FRAGMENTO SELECCIONADO -
---+---

Además, la propia manera en la que se reparte el ingreso obtenido por la venta de los alimentos, está claramente puesto en cuestión. En las islas, los consumidores pagamos de media, por un producto agrícola, más del doble de lo que recibe la persona que lo ha cultivado, con casos escandalosos en los que, entre un extremo y el otro de la cadena, los precios se multiplican por ocho o por diez. Con el objeto de mejorar el funcionamiento de la cadena alimentaria y reducir los abusos, hace casi una década se aprobó una ley a nivel nacional, con resultados bastante discretos hasta la fecha. Ante la crisis de precios que vive el sector agrario, desde mediados de 2020 se inició una reforma de dicho marco regulatorio, que culminó con su aprobación a finales de 2021, y que en Canarias tuvo fuerte marejada de fondo. El posible efecto que su aplicación podría tener sobre el sector platanero motivo un enérgico rechazo de la patronal de este cultivo, eclipsando el debate en las islas sobre los pros y contras de esta norma para el conjunto del agro, y sobre los medios humanos y técnicos necesarios para su aplicación. La realidad es que, en un terreno de juego en el que existen tantas diferencias de tamaño y poder entre los equipos que concurren, hace falta reglas que contribuyan a igualar las fuerzas, y que castiguen al que se aprovecha de su posición dominante. Desde el Gobierno de Canarias se ha trasladado el compromiso de que habrá voluntad y medios para mejorar la situación del sector primario dentro de la cadena alimentaria. Está por ver.

---+---

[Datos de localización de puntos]
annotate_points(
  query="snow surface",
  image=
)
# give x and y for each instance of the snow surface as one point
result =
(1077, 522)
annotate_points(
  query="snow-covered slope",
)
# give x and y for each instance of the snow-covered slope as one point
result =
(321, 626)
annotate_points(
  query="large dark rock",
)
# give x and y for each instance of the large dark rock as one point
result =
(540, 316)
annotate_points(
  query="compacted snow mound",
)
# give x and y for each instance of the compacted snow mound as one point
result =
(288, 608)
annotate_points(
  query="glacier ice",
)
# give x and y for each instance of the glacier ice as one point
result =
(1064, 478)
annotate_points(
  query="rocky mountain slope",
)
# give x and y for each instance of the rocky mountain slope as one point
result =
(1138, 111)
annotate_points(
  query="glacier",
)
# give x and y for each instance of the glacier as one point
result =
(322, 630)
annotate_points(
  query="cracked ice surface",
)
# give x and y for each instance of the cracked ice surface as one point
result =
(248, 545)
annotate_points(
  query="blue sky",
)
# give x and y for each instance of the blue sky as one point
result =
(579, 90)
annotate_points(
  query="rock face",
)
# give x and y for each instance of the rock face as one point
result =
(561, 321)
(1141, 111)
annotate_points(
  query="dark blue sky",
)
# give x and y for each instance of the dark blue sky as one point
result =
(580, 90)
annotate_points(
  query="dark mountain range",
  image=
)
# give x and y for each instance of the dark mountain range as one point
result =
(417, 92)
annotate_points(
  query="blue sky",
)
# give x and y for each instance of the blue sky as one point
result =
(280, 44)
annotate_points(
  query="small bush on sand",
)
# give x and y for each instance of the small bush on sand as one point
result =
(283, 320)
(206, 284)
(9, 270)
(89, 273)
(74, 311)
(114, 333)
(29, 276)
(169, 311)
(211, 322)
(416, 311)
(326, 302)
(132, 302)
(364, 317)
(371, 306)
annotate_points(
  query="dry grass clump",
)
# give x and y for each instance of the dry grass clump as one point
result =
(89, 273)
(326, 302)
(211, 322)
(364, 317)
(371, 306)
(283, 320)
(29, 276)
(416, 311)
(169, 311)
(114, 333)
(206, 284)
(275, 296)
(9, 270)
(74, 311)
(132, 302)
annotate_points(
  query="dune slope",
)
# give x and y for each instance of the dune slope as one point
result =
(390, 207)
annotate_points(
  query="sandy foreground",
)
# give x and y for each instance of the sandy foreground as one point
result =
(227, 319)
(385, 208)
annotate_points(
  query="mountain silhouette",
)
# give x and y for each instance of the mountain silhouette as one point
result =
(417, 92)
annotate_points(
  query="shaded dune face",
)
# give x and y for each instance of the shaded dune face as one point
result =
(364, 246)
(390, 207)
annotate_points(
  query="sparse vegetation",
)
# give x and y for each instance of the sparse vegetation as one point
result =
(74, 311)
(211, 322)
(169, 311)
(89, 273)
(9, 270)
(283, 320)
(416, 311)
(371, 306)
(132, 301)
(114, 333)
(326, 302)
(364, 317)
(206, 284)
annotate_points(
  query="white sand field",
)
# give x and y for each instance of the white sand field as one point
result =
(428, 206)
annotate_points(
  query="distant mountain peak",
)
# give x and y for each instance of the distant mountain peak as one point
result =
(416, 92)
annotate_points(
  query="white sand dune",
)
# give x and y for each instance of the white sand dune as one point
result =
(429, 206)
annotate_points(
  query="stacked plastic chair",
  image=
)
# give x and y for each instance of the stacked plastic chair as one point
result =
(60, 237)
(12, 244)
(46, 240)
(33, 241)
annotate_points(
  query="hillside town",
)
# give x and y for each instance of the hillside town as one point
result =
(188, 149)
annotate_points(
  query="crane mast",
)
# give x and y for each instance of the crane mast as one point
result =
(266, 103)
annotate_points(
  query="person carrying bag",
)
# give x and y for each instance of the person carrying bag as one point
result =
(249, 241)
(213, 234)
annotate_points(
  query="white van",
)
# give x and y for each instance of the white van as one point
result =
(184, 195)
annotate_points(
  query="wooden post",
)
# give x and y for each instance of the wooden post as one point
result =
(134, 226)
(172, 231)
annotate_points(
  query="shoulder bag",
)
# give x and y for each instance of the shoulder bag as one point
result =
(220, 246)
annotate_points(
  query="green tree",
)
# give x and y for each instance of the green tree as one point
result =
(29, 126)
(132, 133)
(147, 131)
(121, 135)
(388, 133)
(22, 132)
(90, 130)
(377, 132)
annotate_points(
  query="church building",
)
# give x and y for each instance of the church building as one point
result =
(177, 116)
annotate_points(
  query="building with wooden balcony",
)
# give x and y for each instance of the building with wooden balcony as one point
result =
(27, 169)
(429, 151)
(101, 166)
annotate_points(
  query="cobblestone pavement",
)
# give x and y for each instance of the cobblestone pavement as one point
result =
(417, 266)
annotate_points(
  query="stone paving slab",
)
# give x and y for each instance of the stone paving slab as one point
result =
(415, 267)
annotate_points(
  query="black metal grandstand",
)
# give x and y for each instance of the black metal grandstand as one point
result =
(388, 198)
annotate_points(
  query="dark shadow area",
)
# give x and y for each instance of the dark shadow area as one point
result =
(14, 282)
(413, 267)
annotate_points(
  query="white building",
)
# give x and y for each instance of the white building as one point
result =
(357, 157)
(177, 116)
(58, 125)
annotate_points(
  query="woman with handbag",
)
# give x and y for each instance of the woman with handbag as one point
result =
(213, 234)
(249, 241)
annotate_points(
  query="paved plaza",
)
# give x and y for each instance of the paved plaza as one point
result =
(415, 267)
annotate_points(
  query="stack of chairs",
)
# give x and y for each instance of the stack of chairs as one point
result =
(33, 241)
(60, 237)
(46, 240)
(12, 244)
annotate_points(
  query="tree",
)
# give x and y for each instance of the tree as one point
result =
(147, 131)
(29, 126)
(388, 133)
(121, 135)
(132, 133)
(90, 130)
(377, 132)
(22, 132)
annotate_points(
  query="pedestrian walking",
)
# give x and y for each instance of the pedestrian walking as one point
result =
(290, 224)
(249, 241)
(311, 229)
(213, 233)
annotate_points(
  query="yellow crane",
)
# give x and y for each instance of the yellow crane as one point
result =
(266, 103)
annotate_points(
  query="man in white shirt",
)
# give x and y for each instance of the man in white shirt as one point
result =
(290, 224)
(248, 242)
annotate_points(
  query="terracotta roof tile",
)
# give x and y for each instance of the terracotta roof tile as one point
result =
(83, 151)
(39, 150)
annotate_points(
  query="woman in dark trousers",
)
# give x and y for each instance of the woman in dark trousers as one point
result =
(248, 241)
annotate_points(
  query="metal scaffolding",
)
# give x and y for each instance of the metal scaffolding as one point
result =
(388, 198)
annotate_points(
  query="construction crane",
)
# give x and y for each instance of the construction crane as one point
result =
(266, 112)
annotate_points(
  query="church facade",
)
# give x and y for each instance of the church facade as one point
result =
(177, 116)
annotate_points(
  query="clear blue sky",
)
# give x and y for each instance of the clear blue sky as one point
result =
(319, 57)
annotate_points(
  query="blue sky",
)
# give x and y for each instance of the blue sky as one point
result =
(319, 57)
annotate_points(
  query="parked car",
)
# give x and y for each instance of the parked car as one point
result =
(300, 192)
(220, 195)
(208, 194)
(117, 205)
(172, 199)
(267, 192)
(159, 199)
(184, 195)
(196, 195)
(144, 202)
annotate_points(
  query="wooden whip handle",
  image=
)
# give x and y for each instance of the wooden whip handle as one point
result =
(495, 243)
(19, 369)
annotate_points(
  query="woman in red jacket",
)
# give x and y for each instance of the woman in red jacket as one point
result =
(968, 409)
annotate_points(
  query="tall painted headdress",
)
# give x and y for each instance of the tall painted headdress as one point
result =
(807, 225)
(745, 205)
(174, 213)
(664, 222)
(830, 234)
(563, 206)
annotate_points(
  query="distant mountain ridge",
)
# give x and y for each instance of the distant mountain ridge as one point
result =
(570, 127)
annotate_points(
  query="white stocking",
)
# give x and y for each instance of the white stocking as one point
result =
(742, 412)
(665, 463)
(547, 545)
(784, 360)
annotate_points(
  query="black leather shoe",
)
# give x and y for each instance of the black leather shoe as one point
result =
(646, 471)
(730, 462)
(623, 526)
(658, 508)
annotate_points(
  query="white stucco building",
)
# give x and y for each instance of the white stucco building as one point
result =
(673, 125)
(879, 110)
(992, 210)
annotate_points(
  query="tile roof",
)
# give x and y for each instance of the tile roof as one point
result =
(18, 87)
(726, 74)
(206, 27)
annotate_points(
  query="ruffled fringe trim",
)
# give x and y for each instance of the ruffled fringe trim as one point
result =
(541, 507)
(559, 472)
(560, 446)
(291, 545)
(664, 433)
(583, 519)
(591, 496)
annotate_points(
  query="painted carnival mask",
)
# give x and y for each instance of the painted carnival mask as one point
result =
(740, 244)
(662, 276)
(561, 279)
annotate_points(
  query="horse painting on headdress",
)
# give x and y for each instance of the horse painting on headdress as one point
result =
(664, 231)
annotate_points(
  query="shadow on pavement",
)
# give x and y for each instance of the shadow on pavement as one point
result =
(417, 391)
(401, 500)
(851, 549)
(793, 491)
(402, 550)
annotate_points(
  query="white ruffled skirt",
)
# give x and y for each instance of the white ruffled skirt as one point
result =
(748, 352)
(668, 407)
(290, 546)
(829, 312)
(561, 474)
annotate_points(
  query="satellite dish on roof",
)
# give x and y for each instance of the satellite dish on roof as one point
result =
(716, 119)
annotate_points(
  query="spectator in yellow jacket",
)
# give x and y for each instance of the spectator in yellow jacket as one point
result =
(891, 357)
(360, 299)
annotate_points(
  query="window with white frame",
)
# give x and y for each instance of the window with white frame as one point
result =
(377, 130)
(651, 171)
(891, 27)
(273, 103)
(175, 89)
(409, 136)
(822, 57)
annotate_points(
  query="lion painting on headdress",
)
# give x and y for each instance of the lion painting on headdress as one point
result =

---+---

TAREAS POR RESOLVER -
**a)** Resume en forma de lista el párrafo del fragmento sobre la cadena alimentaria que empieza por «Además, la propia manera», sin perder sus datos principales.
**b)** Prosigue el fragmento sobre la cadena alimentaria a partir de su última frase.
El listado procede de otra fuente.

RESPUESTAS DEL EJERCICIO -
**a)**
- En las islas, los consumidores pagan de media más del doble de lo que recibe quien cultiva un producto agrícola. En casos escandalosos, los precios se multiplican por ocho o por diez de un extremo a otro de la cadena.
- Hace casi una década se aprobó una ley nacional para mejorar la cadena alimentaria y reducir los abusos, con resultados bastante discretos hasta la fecha.
- Ante la crisis de precios del sector agrario, su reforma comenzó a mediados de 2020 y se aprobó a finales de 2021.
- En Canarias, la patronal platanera rechazó con energía la reforma por su posible efecto sobre ese sector. Eso eclipsó el debate sobre sus pros y contras para el conjunto del agro y sobre los medios necesarios para aplicarla.
- Con tantas diferencias de tamaño y poder, hacen falta reglas que igualen las fuerzas y castiguen el abuso de la posición dominante.
- El Gobierno de Canarias se ha comprometido a mejorar la situación del sector primario dentro de la cadena, aunque está por ver.

**b)**
Y con todo, el sector agrario canario ha ido dando muestras de su capacidad de adaptación y de revolverse cuando las cosas vienen mal dadas. La pérdida de peso de algunas producciones, caso del tomate, ha venido acompañada por la ascensión de otras, como la de los tropicales, y por la introducción de nuevos modos de producir o vender. De igual manera ha pasado en el sector ganadero, con un reconocimiento creciente de la calidad de los quesos y otras producciones. El sacarle partido a cada metro de terreno hace que, por ejemplo, Canarias tenga la mayor productividad de la tierra de España. Este esfuerzo debe ser reconocido y valorado.

En este sentido, no descubro nada si señalo la erupción del volcán en La Palma, que se llevó por delante más de trescientas hectáreas de cultivo, granjas, o infraestructuras hidráulicas, como ejemplo máximo de la rebeldía de un sector ante las desgracias, de la capacidad de resistencia y de solidaridad. Colocar la agricultura como actor principal de la reconstrucción, como parece que se está haciendo, es una buena noticia para todos.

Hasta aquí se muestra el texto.